Please repeat the entries below exactly as written, leaving out any images.

++++++++++++++++++++

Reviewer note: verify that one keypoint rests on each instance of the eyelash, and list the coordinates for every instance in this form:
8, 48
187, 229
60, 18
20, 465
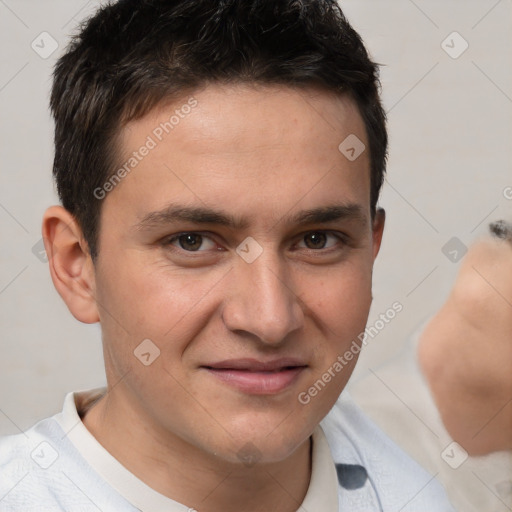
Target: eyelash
169, 240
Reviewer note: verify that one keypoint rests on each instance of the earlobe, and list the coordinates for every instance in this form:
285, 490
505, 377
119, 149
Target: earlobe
71, 266
378, 230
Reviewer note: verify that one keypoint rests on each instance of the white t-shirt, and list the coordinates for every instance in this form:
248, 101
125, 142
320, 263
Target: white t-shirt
58, 465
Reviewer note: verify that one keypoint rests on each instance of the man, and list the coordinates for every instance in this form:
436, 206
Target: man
219, 166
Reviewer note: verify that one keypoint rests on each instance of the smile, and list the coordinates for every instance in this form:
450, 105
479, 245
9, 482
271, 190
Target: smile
256, 377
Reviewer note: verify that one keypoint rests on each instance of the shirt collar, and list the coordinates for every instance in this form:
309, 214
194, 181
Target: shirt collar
322, 493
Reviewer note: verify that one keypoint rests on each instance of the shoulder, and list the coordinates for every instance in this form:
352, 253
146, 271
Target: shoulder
25, 469
393, 480
41, 469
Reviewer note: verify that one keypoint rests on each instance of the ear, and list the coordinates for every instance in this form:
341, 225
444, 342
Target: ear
378, 229
71, 266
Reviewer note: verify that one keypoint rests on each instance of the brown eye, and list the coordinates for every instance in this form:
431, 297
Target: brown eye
315, 240
191, 242
319, 239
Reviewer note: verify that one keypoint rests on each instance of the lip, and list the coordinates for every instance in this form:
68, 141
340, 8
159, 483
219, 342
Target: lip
257, 377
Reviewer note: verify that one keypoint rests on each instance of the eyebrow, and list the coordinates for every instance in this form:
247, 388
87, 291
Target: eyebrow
201, 215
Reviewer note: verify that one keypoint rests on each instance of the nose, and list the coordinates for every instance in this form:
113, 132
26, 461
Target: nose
262, 301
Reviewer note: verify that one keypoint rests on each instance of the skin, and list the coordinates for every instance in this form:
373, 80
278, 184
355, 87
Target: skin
465, 351
261, 154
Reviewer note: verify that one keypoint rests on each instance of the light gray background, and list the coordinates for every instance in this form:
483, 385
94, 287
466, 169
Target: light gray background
450, 123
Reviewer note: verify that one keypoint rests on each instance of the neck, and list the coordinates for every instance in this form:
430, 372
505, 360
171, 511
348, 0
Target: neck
185, 473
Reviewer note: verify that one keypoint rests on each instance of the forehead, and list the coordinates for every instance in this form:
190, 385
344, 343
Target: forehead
246, 146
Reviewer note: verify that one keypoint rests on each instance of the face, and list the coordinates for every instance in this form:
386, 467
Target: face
241, 245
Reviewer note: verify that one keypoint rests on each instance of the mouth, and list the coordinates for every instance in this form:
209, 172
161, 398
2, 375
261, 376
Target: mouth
257, 377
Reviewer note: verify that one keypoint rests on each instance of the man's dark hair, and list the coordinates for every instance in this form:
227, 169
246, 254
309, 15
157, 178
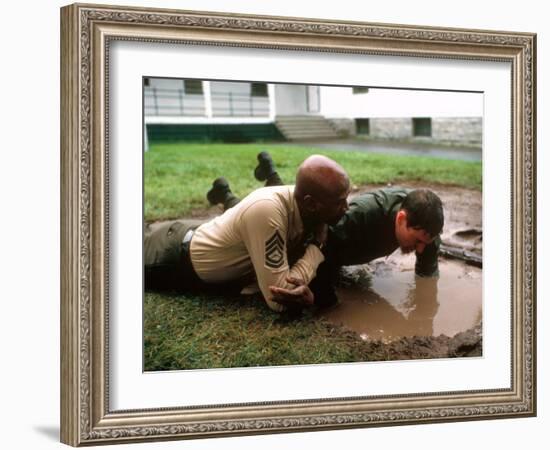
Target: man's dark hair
424, 211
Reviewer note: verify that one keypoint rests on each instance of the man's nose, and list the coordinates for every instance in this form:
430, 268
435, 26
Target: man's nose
345, 207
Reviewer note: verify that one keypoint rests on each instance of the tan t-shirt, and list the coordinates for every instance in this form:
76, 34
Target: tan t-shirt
253, 237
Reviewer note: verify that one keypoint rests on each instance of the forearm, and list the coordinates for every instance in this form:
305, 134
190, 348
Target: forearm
304, 270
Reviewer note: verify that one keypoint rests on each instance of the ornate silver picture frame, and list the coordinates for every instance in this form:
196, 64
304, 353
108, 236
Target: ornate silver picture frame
87, 32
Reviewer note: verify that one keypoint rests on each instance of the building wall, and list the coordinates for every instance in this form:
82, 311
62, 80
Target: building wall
388, 128
290, 99
343, 127
455, 130
462, 129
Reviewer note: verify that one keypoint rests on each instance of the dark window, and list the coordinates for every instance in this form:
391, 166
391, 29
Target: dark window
422, 126
258, 89
192, 86
362, 126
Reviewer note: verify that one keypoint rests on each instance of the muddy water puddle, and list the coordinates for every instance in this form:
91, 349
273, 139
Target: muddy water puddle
386, 301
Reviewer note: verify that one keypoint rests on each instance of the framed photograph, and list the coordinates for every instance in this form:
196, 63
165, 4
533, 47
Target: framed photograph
172, 117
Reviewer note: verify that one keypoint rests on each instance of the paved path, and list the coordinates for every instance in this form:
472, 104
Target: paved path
396, 148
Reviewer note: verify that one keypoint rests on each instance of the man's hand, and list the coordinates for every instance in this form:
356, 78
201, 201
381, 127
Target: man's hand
300, 295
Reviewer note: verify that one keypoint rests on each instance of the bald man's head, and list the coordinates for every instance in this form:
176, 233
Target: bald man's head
322, 188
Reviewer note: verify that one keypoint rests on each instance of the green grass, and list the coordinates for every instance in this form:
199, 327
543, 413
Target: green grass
190, 332
209, 331
177, 176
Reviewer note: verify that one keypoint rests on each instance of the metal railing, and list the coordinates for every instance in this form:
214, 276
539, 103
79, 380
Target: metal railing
175, 102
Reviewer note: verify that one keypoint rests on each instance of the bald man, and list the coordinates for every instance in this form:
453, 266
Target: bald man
253, 239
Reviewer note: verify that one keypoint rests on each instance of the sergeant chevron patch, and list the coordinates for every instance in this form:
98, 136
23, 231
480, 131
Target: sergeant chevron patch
274, 251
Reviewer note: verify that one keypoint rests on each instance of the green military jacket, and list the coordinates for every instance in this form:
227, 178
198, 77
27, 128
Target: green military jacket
367, 232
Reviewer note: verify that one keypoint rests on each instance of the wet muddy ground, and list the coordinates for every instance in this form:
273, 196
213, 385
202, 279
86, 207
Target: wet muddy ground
384, 302
407, 317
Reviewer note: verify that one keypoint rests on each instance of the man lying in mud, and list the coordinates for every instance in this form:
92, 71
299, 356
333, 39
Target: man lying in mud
274, 235
376, 224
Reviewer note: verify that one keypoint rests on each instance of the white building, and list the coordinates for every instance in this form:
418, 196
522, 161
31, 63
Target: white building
201, 110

++++++++++++++++++++

▶ Task answer
Reviewer note: verify that one keypoint rests on each instance of the eyelash, and list the coordinates for every instance in this form:
8, 48
187, 229
60, 18
20, 465
Target: eyelash
169, 240
Reviewer note: verify that one keypoint rests on each instance of the earlobe, and list the coordinates for every instance in this form:
285, 490
505, 377
119, 149
Target: earlobe
71, 266
378, 230
Reviewer note: verify that one keypoint rests on each instance of the white t-shirt, and list the coordinates for every instance in this form:
248, 101
125, 142
320, 263
Target: white t-shirt
58, 465
Reviewer note: verify that one keypoint rests on each instance of the man, and list the coordinates for every instance in this form:
436, 206
Target: man
219, 166
Reviewer note: verify that one keypoint rests on each instance of the smile, and list the coordinates for every instance in this form:
450, 105
479, 245
9, 482
271, 190
Target: smile
256, 377
Reviewer note: verify that one keypoint rests on each instance of the shirt collar, and list the coordinates for every instance in this form:
309, 214
194, 181
Target: shirt collar
322, 493
Reviewer note: verify that one keypoint rests on each instance of the shoulder, and list the coordinates for every instance in this form:
352, 253
146, 271
Target: shoulder
25, 469
393, 480
41, 469
Reviewer note: verify that one keypoint rests on each instance of the ear, and list the coordinates for every instance in this form:
341, 225
444, 342
Target: ear
378, 229
71, 266
Reviewer note: verify that one keypoint rests on each instance of the brown eye, and list the coordinates for every instance in this form:
431, 297
Target: brown eye
315, 240
191, 242
319, 239
Reviewer note: verify that one keypoint rests on each instance of the lip, and list the coordinates for every instance in this form:
68, 141
340, 8
159, 483
219, 342
Target: lip
257, 377
Reviewer note: verify that one keypoint rests on each instance of the eyebrow, and list the coordinates for every instance in this form:
247, 388
87, 291
Target: eyebrow
201, 215
Reviewer note: verify that one keypoint rests on each instance of the nose, and list the coordinates for every instance in this form:
113, 132
26, 461
Target: nose
262, 301
Reviewer note: verify that one keypoint rests on each instance of the skin, and list the coordinates for every instance in this form:
373, 80
278, 184
355, 87
Target: skin
465, 351
261, 154
Reviewer note: verify that one keypoint rests on each instance of the light gray background, and list the coordinates for every instance in this form:
483, 385
94, 287
466, 169
Target: light gray background
450, 123
Reviewer note: verify that one keypoint rests on each instance of the neck, and list the coordinates for every instance in this form:
430, 372
505, 360
171, 511
348, 0
Target: neck
185, 473
Reviewer note: verify that one keypoint rests on each instance of the forehead, and list the coordinates for every instance in this form:
190, 385
344, 343
Target: forehead
246, 146
Reviewer note: verify that one keypoint rests on each instance of the face, and list the coordinates for every instance in this form:
386, 467
Target: face
241, 245
Reviewer note: verify that one keypoint rests on each instance of the mouth, and list the coordinates for every instance in this form:
209, 172
161, 398
2, 375
261, 376
Target: mouth
257, 377
Reviewer note: verify that one keypoint rests on each instance of the man's dark hair, and list the coordinates for every instance in this form:
227, 169
246, 254
309, 15
157, 178
Target: man's dark hair
424, 211
Reviewer note: verify that one keypoint rests on each instance of the man's nose, and list the coordinates for every instance in this form:
430, 268
435, 26
Target: man's nose
345, 207
Reviewer note: verify that one keypoint rests on each instance of the tan t-shirt, and list the coordinates for every instance in this form:
76, 34
Target: tan t-shirt
253, 237
Reviewer note: verify that one keypoint rests on each instance of the forearm, and list the coordinates for every instance in this form:
305, 134
190, 348
Target: forearm
304, 270
Reviewer note: verify that one keypoint rests on each instance of the ornate silver picture frame, and list the coordinates for every instance in this form:
196, 64
304, 353
108, 236
Target: ornate silver picture frame
87, 32
Reviewer note: verify that one keypoint rests on each instance of the building wall, and list the coordinates for every instance in this form:
82, 311
62, 80
Target: building wall
388, 128
290, 99
343, 127
455, 130
462, 129
Reviewer note: verify that one keypoint rests on each instance of the dark window, and list the coordinates for every instance in this form:
391, 166
391, 29
Target: dark window
422, 126
258, 89
192, 86
362, 126
Reviewer note: verify that one keypoint rests on each instance of the muddy water puddle, and list the coordinates for every instance in this form:
91, 349
273, 139
Target: muddy water puddle
386, 301
Reviewer note: verify that one keypoint rests on each instance of the framed photograph, and list the coordinates for every instance in this form:
196, 63
165, 4
533, 47
Target: framed photograph
172, 117
Reviewer note: verify that one keypoint rests on each instance of the paved path, and list the coordinates for every instance in this form:
472, 104
Target: paved path
396, 148
Reviewer note: verify that one keypoint rests on each instance of the man's hand, and list the coordinates for every instance in this form:
356, 78
201, 201
381, 127
Target: man's hand
300, 295
Reviewer note: verify that one keypoint rests on each instance of the bald man's head, and list the coordinates for every instance in this form:
176, 233
Target: bald man's head
322, 188
Reviewer note: verify that one keypoint rests on each instance of the green grass, and list the coordinates for every instance in this form:
199, 327
543, 413
Target: green grass
190, 332
209, 331
177, 176
Reviewer note: verify that one keypoint rests on each instance of the metal railing, and list the coordinates for every instance in this form:
214, 276
539, 103
79, 380
Target: metal railing
175, 102
Reviewer note: verify that one keypoint rests on each instance of the bald man, and list the coordinates for every instance in this form:
453, 266
Target: bald man
253, 239
Reviewer note: verify that one keypoint rests on each instance of the sergeant chevron patch, and list the coordinates for every instance in this form:
98, 136
23, 231
480, 131
Target: sergeant chevron patch
274, 251
Reviewer note: verify that one keypoint rests on each instance of the green military jacket, and list the coordinates for every instance in this form:
227, 178
198, 77
27, 128
Target: green military jacket
367, 232
Reviewer note: verify that one keypoint rests on each instance of the wet muddy ground, and list the coordinates for every instance in this form:
273, 196
213, 385
202, 279
86, 207
Target: wet muddy ground
384, 302
407, 317
Reviewer note: verify that one keypoint rests on each instance of the man lying in mud, and list the coordinates for every instance in this form:
92, 71
299, 356
333, 39
Target: man lying in mud
274, 235
376, 224
Reviewer note: verify that one keypoint rests on each instance of the white building, and list the coordinates for every instance in this form:
418, 196
522, 161
31, 63
Target: white building
201, 110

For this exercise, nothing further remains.